[Natural language region descriptions]
BEGIN

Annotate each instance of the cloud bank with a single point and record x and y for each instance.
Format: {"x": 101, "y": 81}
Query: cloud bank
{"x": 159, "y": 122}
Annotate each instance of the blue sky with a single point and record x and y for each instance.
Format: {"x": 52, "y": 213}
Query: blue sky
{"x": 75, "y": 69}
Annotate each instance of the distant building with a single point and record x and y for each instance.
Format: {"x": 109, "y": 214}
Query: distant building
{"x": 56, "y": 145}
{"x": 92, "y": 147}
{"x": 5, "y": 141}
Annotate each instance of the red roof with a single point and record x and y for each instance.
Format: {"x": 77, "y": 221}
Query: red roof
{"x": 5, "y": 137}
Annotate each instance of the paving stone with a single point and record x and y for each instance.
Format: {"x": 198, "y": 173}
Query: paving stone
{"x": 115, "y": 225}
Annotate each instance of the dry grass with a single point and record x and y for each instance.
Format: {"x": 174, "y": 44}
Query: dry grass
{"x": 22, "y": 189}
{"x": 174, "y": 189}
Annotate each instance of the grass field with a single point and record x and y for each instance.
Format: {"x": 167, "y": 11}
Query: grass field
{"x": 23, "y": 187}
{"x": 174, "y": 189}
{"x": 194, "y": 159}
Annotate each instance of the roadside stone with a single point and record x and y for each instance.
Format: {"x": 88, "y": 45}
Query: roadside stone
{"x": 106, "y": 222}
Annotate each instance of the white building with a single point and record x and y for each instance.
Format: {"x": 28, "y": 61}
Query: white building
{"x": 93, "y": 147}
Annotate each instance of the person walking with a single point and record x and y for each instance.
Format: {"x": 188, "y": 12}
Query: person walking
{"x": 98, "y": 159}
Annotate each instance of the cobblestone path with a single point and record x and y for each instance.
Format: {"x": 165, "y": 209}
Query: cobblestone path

END

** Work instruction **
Copy the data exactly as it was presented.

** Answer to this task **
Annotate each instance of the cloud bank with a single point and record x and y for each instance.
Format: {"x": 101, "y": 81}
Query: cloud bank
{"x": 159, "y": 122}
Annotate each instance of the blue sky with a single point and record x and y for each instance.
Format: {"x": 52, "y": 213}
Query: blue sky
{"x": 75, "y": 69}
Annotate each instance of the distant building with a single point and record x and y for each instance.
Format: {"x": 109, "y": 214}
Query: distant building
{"x": 56, "y": 145}
{"x": 92, "y": 147}
{"x": 5, "y": 141}
Annotate each instance of the red roof with a single point and record x and y for each instance.
Format: {"x": 77, "y": 221}
Query: red roof
{"x": 5, "y": 137}
Annotate each instance of the paving stone with a single point and record x and y for each instance.
Format: {"x": 198, "y": 173}
Query: paving stone
{"x": 115, "y": 225}
Annotate each instance of the dry grass with a single point and record x and y for each instance.
Format: {"x": 174, "y": 44}
Query: dry grass
{"x": 22, "y": 189}
{"x": 174, "y": 189}
Annotate each instance of the grass field with a single point and record x and y for each instance.
Format: {"x": 167, "y": 11}
Query: grass field
{"x": 23, "y": 187}
{"x": 174, "y": 189}
{"x": 194, "y": 159}
Annotate each instance of the roadside stone with a single point and record x and y for each instance.
Format: {"x": 88, "y": 45}
Query: roadside stone
{"x": 106, "y": 222}
Annotate each instance of the white building with a single point and record x and y for each instance.
Format: {"x": 28, "y": 61}
Query: white building
{"x": 93, "y": 147}
Annotate each instance of the person walking with a single point and record x and y for each instance.
Format: {"x": 188, "y": 12}
Query: person walking
{"x": 98, "y": 159}
Annotate each instance of the cobblestone path with a single point and record x and y for each instance.
Format: {"x": 165, "y": 209}
Query: cobblestone path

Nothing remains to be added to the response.